Dataset:
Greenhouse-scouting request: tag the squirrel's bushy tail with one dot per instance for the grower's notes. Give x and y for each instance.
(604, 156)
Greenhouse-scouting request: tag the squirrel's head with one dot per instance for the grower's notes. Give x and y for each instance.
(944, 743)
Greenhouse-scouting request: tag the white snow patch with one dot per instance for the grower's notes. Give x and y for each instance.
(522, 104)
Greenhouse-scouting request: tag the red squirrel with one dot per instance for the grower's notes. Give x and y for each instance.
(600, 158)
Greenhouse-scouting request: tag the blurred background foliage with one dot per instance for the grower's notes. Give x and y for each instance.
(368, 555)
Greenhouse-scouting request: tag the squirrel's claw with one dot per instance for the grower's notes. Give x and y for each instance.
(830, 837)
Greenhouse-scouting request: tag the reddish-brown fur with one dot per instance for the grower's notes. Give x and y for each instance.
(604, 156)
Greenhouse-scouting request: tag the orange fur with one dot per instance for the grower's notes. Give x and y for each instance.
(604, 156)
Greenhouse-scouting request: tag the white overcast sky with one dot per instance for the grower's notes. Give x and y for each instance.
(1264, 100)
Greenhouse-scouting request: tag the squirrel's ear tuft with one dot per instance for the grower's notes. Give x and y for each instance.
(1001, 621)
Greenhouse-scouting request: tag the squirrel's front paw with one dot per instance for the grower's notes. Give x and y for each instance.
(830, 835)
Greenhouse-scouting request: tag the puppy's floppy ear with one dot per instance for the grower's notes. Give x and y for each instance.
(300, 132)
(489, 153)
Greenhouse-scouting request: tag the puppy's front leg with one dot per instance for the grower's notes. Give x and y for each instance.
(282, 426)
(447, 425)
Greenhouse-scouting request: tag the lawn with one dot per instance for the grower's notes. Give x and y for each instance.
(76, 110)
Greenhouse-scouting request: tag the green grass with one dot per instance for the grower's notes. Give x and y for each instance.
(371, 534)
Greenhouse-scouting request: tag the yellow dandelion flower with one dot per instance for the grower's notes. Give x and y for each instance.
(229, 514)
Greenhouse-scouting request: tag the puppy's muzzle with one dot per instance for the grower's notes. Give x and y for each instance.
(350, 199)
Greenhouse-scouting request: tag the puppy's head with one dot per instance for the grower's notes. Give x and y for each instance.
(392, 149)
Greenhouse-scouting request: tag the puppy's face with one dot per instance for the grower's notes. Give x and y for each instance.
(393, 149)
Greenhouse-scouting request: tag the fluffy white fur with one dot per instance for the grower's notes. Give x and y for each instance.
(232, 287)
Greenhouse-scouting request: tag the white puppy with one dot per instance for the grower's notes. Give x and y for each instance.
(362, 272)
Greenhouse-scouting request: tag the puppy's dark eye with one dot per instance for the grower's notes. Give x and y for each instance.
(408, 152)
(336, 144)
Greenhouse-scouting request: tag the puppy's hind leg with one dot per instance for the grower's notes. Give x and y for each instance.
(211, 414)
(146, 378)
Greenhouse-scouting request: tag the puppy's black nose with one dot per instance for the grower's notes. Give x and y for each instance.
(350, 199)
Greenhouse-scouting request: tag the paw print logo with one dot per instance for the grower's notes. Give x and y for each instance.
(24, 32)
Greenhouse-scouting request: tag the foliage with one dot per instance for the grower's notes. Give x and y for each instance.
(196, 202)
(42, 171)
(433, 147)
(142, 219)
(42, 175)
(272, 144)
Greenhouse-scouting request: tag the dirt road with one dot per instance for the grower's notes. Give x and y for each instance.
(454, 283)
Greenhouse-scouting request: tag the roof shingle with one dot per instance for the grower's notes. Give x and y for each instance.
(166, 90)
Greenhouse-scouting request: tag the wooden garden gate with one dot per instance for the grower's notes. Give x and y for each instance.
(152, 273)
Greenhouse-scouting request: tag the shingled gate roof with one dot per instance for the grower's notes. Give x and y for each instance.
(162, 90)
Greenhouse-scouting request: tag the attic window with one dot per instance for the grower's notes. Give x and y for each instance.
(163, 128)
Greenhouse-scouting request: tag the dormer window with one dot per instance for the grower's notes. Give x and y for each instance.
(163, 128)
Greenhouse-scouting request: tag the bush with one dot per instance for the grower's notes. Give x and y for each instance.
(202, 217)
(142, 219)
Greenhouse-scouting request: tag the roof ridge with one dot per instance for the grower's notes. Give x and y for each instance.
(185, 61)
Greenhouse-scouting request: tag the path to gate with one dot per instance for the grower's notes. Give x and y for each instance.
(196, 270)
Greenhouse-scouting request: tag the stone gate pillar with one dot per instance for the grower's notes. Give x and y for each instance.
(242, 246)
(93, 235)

Activity:
Each entry shown above should be transcribed exactly as written.

Your response:
Greenhouse-scouting request: tag the squirrel's bushy tail with one dot per instance for the grower's notes. Give x and y for each instance.
(604, 156)
Greenhouse-scouting request: tag the squirrel's head with one dot per instance for the grower's notes. Give x and y for each instance.
(944, 743)
Greenhouse-scouting request: tag the white snow patch with one dot per instance for the grower's notes. Give x and y for each instance.
(522, 104)
Greenhouse-scouting request: tag the red squirrel with one dot per instance for the grower's notes. Give x and y for each instance.
(600, 158)
Greenhouse-scouting request: tag the blurred background foliage with one dot per instance for the grower's notes. Give x and y for each instance.
(368, 555)
Greenhouse-scouting request: tag the squirrel's claw with one dot per instance for the grower's notes. Give x and y for each instance.
(830, 837)
Greenhouse-scouting request: tag the reddish-brown fur with one dot per instance for the grower's notes. Give x and y for each instance.
(604, 156)
Greenhouse-scouting request: tag the orange fur with one dot per instance for the grower's notes. Give x and y for each instance.
(604, 156)
Greenhouse-scouting request: tag the white overcast sky with one dot per instance for the grower's notes. Give x and y for each instance.
(1264, 100)
Greenhouse-scouting request: tag the squirrel's ear tuft with one dot per instance for the grower's notes. Give x and y for each instance.
(1001, 621)
Greenhouse-scouting request: tag the squirrel's front paw with one dot per instance for the grower's notes. Give x and y for each instance.
(830, 835)
Greenhouse-scouting request: tag the puppy's floppy ear with one dot per instance for the grower's notes. Give x and y for each instance.
(300, 132)
(489, 153)
Greenhouse-scouting request: tag the puppy's front leg with one dot per instance for the grower's notes. Give x and y for each instance.
(282, 426)
(447, 425)
Greenhouse-scouting request: tag the lawn with one dot per instance for the grower's notes. Give x and y for each instance.
(76, 110)
Greenhouse-scouting request: tag the green grass with one dot per instance for the grower's notes. Give x and y for each instance.
(371, 534)
Greenhouse-scouting request: tag the yellow dandelion flower with one dot per instance for the grower's notes. Give x and y for each instance.
(229, 514)
Greenhouse-scouting request: tag the puppy's muzzle with one dot per instance for the grower's notes. Give x and y for each instance.
(350, 199)
Greenhouse-scouting request: tag the puppy's head with one dot per instance for the grower's notes. Give x and y for each instance.
(392, 149)
Greenhouse-scouting request: tag the puppy's face with one dot per instance for the grower's notes. Give x and y for each instance.
(393, 149)
Greenhouse-scouting request: tag the fluffy white fur with one dot per instance for the grower's notes. Give x and y for each instance.
(232, 287)
Greenhouse-scouting request: tag the white puppy with one dot per instance for the grower's notes. Give x and y for each instance.
(362, 272)
Greenhouse-scouting request: tag the puppy's dark eye with one dot per instance for the grower's notes. Give x and y for each instance.
(408, 152)
(336, 144)
Greenhouse-scouting request: tag the puppy's hind leg with one dot per instance for the grower's notes. Give x and y for each instance.
(211, 414)
(146, 378)
Greenhouse-scouting request: tag the puppy's black nose with one dot per instance for the grower's notes. Give x and y for each instance.
(350, 199)
Greenhouse-scouting request: tag the paw print logo with one dot per instance for the grower's notes. Give x and y for each instance.
(24, 32)
Greenhouse-scouting request: tag the foliage with one dot per instance for the grower's notes. Give x and y for each instance.
(196, 202)
(42, 171)
(433, 147)
(142, 219)
(42, 175)
(272, 144)
Greenhouse-scouting request: tag the dirt road with one dot per instance for the grower's notes. Give x and y for each instance.
(454, 283)
Greenhouse-scouting request: tag the roof shingle with one dot per instance for the grower's notes. Give x and y for each instance.
(166, 90)
Greenhouse-scouting request: tag the wooden garden gate with one dot per instance for the grower's notes. Give x and y for each instance.
(152, 273)
Greenhouse-scouting request: tag the shingled gate roof with one dot per instance for the grower's notes. Give x and y for each instance.
(162, 90)
Greenhouse-scouting request: tag the attic window with one dot per instance for the grower's notes. Give x and y for each instance.
(163, 128)
Greenhouse-scouting request: tag the dormer window with one dot per instance for the grower's notes. Give x and y for each instance.
(163, 128)
Greenhouse-scouting request: tag the bush with one dot per instance for the grower's notes. Give x and y for each instance.
(202, 217)
(142, 219)
Greenhouse-scouting request: tag the roof ridge with one dot per instance for the grower's notes. Give x and y for each instance.
(185, 61)
Greenhouse-scouting request: tag the path to gate with one dot per instance for the grower's notes. Give x and y for each instance.
(196, 270)
Greenhouse-scouting request: tag the stone gate pillar with one dot per instance for the grower's notes. Give x and y for each instance.
(242, 246)
(93, 235)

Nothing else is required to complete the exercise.